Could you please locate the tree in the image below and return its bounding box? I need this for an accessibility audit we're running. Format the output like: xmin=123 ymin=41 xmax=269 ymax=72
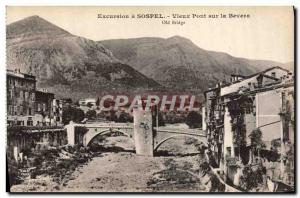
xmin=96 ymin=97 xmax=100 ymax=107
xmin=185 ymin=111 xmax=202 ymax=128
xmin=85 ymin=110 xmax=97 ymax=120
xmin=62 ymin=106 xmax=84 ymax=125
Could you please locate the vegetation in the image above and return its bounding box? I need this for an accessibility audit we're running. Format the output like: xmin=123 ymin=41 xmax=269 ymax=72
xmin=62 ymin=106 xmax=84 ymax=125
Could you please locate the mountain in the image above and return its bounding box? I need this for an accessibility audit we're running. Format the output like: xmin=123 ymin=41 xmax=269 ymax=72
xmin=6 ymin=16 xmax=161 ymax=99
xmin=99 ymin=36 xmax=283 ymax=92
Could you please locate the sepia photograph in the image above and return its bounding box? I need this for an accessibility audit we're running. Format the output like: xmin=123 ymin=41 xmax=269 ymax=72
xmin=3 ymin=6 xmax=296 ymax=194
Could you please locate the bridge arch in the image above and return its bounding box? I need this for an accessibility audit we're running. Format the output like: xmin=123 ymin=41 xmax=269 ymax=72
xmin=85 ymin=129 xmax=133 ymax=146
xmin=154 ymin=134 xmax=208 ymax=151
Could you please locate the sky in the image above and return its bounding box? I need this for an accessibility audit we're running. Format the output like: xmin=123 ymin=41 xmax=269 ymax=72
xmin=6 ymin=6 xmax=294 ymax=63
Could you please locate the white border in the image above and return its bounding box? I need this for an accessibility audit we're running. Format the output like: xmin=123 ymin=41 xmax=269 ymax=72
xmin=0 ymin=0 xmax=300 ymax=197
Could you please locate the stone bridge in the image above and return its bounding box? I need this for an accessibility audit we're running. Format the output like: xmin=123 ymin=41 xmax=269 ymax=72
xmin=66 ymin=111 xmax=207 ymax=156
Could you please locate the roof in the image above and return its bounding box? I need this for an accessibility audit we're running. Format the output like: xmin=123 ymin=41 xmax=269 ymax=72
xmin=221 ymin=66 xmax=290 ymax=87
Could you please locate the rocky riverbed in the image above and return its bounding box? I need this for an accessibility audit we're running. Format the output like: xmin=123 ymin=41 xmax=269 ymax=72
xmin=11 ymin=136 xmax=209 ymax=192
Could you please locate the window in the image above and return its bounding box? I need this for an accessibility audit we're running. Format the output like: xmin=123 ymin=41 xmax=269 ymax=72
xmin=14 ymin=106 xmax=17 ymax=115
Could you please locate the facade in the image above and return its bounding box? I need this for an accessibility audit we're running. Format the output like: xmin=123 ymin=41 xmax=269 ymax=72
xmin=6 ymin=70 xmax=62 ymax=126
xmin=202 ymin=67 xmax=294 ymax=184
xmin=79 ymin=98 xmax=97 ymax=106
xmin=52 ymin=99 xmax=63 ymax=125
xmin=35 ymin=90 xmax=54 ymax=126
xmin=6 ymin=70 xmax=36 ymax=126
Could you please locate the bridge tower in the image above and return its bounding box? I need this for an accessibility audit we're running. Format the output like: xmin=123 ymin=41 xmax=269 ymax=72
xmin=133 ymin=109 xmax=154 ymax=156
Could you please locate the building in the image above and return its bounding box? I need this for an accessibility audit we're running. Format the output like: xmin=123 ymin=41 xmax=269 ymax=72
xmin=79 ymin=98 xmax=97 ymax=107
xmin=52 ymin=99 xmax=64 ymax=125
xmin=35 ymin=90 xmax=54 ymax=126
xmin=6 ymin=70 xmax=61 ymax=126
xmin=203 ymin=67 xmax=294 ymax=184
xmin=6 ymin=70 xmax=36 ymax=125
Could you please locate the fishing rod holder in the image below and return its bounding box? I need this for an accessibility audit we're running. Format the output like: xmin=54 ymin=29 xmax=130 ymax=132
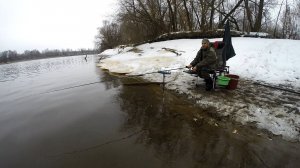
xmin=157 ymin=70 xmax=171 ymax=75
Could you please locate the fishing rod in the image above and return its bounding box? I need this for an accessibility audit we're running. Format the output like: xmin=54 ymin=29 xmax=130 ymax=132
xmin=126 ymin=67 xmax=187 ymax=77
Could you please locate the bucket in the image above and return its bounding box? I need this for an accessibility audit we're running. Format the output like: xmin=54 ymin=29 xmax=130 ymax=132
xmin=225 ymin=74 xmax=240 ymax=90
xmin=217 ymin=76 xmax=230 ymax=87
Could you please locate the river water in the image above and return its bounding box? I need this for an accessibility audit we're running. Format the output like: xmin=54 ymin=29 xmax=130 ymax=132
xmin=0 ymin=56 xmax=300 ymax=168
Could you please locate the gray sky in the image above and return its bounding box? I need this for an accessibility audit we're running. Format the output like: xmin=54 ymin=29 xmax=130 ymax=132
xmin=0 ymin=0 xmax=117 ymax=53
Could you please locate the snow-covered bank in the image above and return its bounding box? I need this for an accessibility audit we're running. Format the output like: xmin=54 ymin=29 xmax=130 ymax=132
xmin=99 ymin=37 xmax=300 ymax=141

TASK TO COMPLETE — Could you write out all the records above again, changing every "accessibility audit" to "usability review" and keeping everything else the same, with the pictures left out?

EXPECTED ANSWER —
Could you please locate the tree in the image below and return its bounding box? I need this for an usability review we're running. Format the output like: xmin=123 ymin=41 xmax=269 ymax=72
xmin=96 ymin=97 xmax=100 ymax=107
xmin=185 ymin=111 xmax=202 ymax=128
xmin=85 ymin=110 xmax=97 ymax=120
xmin=62 ymin=106 xmax=84 ymax=125
Could you please locate the vegetation in the image above and return its bounding box? I need this for an usability review we're running. Format the output like: xmin=123 ymin=41 xmax=269 ymax=72
xmin=62 ymin=106 xmax=84 ymax=125
Could you please locate the mountain in the image above and return its bounding box? I need this for an usability review we're running. Format the output like: xmin=123 ymin=41 xmax=269 ymax=72
xmin=6 ymin=16 xmax=161 ymax=99
xmin=99 ymin=36 xmax=283 ymax=92
Could you please locate the sepia photograph in the image above and return its bounding box? I need this for an usability review we're running. Format the output like: xmin=123 ymin=41 xmax=269 ymax=72
xmin=3 ymin=6 xmax=296 ymax=194
Could you please locate the bridge arch in the image above and return its bounding box? I need this for an usability review we're running. Format the output like: xmin=123 ymin=41 xmax=269 ymax=72
xmin=85 ymin=129 xmax=133 ymax=146
xmin=154 ymin=134 xmax=208 ymax=151
Could you please locate the sky in the image above and return its bounding box? I need this for an usability review we're running. Format the output like: xmin=123 ymin=41 xmax=269 ymax=72
xmin=6 ymin=6 xmax=294 ymax=63
Could you please locate the white border in the image above and return its bounding box? I need this for an usability review we're running. Format the output like: xmin=123 ymin=41 xmax=269 ymax=72
xmin=0 ymin=0 xmax=300 ymax=197
Could you please locate the stone bridge in the image above and return its bounding box? I need this for an usability review we're running. Format the output like: xmin=123 ymin=41 xmax=269 ymax=72
xmin=66 ymin=111 xmax=207 ymax=156
Could you please locate the roof in the image above and return its bounding box? I need this for an usability review we're running. Format the output like: xmin=123 ymin=41 xmax=269 ymax=72
xmin=221 ymin=66 xmax=290 ymax=87
Could you please locate the rocky riverbed in the image above and return its bounding box? I need this for an usability review we're running. Format the output like: xmin=123 ymin=41 xmax=269 ymax=72
xmin=11 ymin=136 xmax=209 ymax=192
Could you please locate the window in the image above and return its bounding box? I need this for an usability review we're running. Format the output like: xmin=123 ymin=41 xmax=269 ymax=72
xmin=14 ymin=106 xmax=17 ymax=115
Could you please locate the facade in the image above and return its bounding box? I need this for an usability review we're running. Format the output like: xmin=123 ymin=41 xmax=269 ymax=72
xmin=6 ymin=70 xmax=62 ymax=126
xmin=202 ymin=67 xmax=294 ymax=184
xmin=79 ymin=98 xmax=97 ymax=106
xmin=52 ymin=99 xmax=63 ymax=125
xmin=35 ymin=90 xmax=54 ymax=126
xmin=6 ymin=70 xmax=36 ymax=126
Could you please locate the bridge tower in the image above and return its bounding box? I need this for an usability review we're running. Format the output like: xmin=123 ymin=41 xmax=269 ymax=72
xmin=133 ymin=109 xmax=154 ymax=156
Could you please locate the building in the image above and return its bounding box? I need this for an usability review we're running. Format the output like: xmin=123 ymin=41 xmax=269 ymax=72
xmin=79 ymin=98 xmax=97 ymax=107
xmin=52 ymin=99 xmax=64 ymax=125
xmin=35 ymin=90 xmax=54 ymax=126
xmin=6 ymin=70 xmax=61 ymax=126
xmin=203 ymin=67 xmax=294 ymax=184
xmin=6 ymin=70 xmax=36 ymax=125
Could you please locate the fishing rod holder in the image below and return its bounding box? I need this for an usability review we're running. Format the output like: xmin=54 ymin=29 xmax=130 ymax=132
xmin=157 ymin=70 xmax=171 ymax=75
Could you please locate the fishing rod in the image above and return its bounding box? I need this for an usability review we're running. Format the output like: xmin=54 ymin=29 xmax=130 ymax=132
xmin=126 ymin=67 xmax=187 ymax=77
Could you please locate the bucket in the image above and return its bounding box? I need this for an usability review we're running. Format the output like: xmin=54 ymin=29 xmax=130 ymax=132
xmin=225 ymin=74 xmax=240 ymax=90
xmin=217 ymin=76 xmax=230 ymax=87
Could you please locate the river water in the image above and return its bounding box? I need this for an usability review we're running. Format the output like: xmin=54 ymin=29 xmax=130 ymax=132
xmin=0 ymin=56 xmax=300 ymax=168
Could you please locate the gray sky in the image above and return its bounding box? I need this for an usability review we're running. Format the output like: xmin=54 ymin=29 xmax=130 ymax=132
xmin=0 ymin=0 xmax=117 ymax=53
Could you please locate the snow-covered bank in the image above and return its bounding box? I need this for an usability review we're running. Format the output like: xmin=54 ymin=29 xmax=130 ymax=132
xmin=99 ymin=37 xmax=300 ymax=141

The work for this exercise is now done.